◆ MATERIAL PROVIDED ◆
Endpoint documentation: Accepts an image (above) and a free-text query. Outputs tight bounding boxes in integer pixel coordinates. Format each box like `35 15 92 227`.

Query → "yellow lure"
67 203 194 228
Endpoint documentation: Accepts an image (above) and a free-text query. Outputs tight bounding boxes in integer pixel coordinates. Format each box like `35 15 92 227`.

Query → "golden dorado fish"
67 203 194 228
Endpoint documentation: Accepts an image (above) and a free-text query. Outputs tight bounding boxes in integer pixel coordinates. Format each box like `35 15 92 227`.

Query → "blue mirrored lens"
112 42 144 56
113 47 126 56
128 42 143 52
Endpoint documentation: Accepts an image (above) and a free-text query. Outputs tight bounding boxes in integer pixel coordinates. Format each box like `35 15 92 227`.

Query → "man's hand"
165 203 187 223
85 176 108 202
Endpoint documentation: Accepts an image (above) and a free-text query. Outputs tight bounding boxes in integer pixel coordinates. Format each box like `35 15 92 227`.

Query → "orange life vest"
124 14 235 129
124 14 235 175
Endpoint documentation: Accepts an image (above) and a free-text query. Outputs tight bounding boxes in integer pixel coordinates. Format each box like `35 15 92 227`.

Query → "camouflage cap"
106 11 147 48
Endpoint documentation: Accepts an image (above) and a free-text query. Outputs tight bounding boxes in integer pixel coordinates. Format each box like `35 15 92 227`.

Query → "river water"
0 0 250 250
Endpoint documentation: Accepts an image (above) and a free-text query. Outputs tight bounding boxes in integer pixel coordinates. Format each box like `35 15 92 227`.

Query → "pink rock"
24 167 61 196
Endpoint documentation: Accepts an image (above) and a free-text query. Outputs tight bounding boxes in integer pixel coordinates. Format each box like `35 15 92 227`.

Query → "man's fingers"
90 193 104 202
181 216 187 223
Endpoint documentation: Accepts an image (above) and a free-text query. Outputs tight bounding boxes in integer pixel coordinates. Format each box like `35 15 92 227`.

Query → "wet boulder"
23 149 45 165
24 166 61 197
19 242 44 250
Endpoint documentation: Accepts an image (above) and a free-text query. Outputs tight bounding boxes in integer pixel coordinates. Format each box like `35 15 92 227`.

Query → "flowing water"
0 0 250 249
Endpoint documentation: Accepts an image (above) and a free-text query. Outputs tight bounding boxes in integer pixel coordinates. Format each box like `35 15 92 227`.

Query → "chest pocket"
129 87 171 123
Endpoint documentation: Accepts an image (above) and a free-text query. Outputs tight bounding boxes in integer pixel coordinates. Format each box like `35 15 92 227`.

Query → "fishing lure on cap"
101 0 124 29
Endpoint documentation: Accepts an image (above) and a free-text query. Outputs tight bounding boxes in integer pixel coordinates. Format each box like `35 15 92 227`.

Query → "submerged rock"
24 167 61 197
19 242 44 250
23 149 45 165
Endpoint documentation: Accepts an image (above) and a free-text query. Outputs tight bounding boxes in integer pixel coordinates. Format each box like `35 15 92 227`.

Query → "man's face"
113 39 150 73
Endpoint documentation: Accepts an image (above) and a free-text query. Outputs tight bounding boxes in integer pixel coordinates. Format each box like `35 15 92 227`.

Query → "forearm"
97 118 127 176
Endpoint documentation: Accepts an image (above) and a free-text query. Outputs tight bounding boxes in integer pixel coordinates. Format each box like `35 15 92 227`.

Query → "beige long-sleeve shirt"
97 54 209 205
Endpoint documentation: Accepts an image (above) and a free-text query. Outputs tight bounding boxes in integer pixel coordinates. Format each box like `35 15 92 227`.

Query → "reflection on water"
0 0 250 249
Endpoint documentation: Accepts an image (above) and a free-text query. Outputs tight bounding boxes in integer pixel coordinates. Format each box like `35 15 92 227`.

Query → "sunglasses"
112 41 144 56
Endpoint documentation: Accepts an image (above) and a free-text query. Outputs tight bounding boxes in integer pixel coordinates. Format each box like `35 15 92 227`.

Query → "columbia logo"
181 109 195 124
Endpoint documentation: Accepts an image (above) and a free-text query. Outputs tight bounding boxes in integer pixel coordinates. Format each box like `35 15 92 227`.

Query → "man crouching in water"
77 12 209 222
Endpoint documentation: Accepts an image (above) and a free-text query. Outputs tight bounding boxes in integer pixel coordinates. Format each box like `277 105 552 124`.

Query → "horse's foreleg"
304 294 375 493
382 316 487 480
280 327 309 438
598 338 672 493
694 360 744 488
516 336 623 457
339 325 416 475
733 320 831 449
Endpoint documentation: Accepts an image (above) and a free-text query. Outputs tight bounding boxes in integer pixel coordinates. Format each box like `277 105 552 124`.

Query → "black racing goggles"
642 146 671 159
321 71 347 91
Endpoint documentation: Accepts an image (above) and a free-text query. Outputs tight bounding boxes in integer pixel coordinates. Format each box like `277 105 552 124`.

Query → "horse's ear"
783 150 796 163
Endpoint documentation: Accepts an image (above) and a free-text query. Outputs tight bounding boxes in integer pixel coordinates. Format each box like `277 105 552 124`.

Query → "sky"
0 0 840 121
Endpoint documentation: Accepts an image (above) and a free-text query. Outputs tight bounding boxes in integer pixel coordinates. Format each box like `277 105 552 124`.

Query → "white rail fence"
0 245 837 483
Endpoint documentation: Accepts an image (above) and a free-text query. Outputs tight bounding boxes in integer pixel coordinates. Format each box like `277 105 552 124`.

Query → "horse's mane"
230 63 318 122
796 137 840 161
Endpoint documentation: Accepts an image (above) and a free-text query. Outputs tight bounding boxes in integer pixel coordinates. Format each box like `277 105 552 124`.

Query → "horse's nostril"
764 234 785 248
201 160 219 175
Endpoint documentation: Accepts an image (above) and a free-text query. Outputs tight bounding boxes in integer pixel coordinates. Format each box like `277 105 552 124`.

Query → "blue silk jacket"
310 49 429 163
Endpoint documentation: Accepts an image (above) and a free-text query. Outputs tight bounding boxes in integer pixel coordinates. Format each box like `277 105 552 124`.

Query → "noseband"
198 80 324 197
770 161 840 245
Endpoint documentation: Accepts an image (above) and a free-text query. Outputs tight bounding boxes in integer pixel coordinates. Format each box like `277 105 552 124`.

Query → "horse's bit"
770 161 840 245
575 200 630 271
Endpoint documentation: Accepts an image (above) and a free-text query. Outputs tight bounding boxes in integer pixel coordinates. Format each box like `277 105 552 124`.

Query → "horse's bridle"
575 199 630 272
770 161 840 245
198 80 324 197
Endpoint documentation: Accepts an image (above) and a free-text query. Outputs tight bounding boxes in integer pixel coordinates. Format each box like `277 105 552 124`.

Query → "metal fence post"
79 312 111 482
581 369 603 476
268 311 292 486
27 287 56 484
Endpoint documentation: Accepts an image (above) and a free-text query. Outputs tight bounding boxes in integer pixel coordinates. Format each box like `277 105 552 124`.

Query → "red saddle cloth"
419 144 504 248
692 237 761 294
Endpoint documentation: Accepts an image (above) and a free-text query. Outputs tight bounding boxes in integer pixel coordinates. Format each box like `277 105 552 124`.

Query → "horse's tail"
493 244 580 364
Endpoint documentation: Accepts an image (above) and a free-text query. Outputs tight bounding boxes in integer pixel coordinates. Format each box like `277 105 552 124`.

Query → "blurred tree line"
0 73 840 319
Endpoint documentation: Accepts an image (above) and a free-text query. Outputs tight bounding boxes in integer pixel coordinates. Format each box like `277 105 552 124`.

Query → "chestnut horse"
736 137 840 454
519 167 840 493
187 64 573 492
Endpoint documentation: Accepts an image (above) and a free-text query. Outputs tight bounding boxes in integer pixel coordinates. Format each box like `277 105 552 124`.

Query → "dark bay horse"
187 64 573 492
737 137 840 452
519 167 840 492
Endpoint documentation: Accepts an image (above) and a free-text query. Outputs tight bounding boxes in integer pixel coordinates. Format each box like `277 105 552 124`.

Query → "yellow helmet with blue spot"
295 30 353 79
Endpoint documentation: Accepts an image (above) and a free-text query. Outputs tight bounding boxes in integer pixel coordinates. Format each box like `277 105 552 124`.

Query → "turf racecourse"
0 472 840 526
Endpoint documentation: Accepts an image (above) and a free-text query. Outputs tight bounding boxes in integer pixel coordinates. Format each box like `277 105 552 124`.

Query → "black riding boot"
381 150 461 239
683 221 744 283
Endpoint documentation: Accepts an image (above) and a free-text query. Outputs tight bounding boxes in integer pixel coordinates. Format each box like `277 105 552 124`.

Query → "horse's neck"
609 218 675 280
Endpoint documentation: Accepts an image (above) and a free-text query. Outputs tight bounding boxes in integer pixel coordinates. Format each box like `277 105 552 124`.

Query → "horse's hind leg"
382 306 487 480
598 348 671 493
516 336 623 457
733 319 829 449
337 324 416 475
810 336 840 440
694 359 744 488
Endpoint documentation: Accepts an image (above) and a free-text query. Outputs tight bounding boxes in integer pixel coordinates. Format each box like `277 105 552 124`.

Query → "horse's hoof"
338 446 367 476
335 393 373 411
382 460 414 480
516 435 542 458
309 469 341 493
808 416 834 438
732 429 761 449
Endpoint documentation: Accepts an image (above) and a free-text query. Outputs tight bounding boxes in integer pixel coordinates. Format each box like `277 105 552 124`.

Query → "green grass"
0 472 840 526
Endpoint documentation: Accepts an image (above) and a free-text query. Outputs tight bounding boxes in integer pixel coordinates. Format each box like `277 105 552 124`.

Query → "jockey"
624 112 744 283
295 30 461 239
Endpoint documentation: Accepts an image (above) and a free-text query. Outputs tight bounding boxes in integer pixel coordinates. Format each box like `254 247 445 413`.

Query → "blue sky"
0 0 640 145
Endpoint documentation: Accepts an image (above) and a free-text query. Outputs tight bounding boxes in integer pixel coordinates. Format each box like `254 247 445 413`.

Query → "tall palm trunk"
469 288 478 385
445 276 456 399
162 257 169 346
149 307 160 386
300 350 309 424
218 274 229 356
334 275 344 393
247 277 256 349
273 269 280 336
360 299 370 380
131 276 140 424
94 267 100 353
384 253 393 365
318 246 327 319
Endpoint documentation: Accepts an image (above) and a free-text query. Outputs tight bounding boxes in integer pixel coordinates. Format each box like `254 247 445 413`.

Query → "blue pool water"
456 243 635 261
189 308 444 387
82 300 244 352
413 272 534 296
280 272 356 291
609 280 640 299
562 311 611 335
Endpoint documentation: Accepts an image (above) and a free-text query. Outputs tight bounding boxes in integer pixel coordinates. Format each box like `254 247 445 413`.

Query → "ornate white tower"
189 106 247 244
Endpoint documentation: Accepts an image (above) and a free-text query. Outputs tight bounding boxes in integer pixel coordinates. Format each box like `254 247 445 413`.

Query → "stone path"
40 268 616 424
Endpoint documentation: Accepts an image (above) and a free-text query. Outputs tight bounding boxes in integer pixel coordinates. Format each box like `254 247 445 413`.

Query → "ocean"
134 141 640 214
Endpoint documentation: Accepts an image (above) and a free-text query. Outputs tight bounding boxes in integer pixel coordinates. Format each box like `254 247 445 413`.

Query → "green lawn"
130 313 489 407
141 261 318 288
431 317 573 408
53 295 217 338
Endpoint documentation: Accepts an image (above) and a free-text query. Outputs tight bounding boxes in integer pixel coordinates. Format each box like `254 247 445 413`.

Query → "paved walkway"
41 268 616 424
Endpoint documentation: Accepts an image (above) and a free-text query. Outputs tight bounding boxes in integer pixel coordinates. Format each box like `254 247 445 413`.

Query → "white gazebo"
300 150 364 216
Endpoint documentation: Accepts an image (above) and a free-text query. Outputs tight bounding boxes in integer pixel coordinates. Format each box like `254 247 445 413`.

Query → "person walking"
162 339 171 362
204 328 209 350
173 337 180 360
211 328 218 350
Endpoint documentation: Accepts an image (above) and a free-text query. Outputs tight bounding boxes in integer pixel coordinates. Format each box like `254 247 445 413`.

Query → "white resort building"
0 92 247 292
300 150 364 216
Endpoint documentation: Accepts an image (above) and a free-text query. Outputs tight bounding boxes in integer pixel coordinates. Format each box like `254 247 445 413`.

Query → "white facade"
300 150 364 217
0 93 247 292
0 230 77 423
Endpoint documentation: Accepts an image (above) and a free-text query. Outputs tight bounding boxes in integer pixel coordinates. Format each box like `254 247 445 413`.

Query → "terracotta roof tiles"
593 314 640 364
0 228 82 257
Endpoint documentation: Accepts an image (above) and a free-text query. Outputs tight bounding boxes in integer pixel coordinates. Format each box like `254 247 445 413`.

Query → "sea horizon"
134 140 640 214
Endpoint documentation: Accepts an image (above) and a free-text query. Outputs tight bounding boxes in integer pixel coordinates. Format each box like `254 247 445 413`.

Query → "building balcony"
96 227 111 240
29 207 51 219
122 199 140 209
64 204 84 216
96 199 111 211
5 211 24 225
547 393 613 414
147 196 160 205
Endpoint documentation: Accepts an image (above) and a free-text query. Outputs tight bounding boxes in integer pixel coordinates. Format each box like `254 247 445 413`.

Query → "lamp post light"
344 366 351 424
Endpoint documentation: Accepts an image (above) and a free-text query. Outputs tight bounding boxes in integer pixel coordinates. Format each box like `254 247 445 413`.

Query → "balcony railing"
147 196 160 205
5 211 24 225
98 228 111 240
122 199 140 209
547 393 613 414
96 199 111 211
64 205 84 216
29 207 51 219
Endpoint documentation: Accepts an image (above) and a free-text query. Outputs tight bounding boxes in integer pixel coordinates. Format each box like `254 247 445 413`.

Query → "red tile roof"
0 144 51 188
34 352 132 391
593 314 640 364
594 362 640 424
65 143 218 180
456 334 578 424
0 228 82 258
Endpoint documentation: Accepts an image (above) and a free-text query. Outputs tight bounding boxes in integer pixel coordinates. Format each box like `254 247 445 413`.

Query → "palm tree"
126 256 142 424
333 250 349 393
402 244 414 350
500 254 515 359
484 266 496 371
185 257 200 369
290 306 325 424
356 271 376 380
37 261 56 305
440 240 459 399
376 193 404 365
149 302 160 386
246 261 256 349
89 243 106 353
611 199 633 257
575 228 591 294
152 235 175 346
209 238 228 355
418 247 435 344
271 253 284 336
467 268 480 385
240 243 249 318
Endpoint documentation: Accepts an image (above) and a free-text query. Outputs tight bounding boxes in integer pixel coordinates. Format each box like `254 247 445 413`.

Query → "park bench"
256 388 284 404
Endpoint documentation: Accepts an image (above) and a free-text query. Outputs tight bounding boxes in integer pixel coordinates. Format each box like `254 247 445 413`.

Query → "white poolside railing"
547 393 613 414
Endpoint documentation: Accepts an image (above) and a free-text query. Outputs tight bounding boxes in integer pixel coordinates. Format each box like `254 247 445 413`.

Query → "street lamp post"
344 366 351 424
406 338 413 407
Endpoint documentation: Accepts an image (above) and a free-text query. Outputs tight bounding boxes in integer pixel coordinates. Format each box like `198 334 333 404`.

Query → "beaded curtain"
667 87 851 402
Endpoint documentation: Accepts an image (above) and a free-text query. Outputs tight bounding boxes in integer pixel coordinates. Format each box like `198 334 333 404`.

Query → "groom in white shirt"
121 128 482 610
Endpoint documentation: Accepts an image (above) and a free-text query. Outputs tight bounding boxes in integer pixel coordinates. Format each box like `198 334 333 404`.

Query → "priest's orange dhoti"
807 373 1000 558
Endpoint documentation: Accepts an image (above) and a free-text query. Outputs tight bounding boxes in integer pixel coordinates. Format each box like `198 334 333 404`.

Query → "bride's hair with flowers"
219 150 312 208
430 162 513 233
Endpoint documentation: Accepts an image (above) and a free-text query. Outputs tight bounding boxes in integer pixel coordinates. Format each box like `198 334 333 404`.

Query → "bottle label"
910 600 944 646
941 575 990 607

◆ WORK REQUIRED ◆
Locate every line in the rows above that contains the word "rock", and copy each such line in full.

◆ EXPECTED ANSWER ◆
Query → "pink rock"
Query → "submerged rock"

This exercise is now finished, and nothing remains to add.